■ **Instructions to follow**: Reproduce every one of the records below line for line, changing no character.

[Data items]
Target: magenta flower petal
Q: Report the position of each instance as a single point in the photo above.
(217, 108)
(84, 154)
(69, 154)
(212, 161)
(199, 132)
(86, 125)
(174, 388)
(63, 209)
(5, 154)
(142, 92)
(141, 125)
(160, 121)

■ **Full response**:
Target: magenta flower petal
Q: Report the position of each instance as a single point in the photo above.
(217, 108)
(84, 154)
(69, 154)
(212, 161)
(199, 132)
(86, 125)
(174, 388)
(63, 209)
(5, 154)
(142, 92)
(141, 125)
(160, 121)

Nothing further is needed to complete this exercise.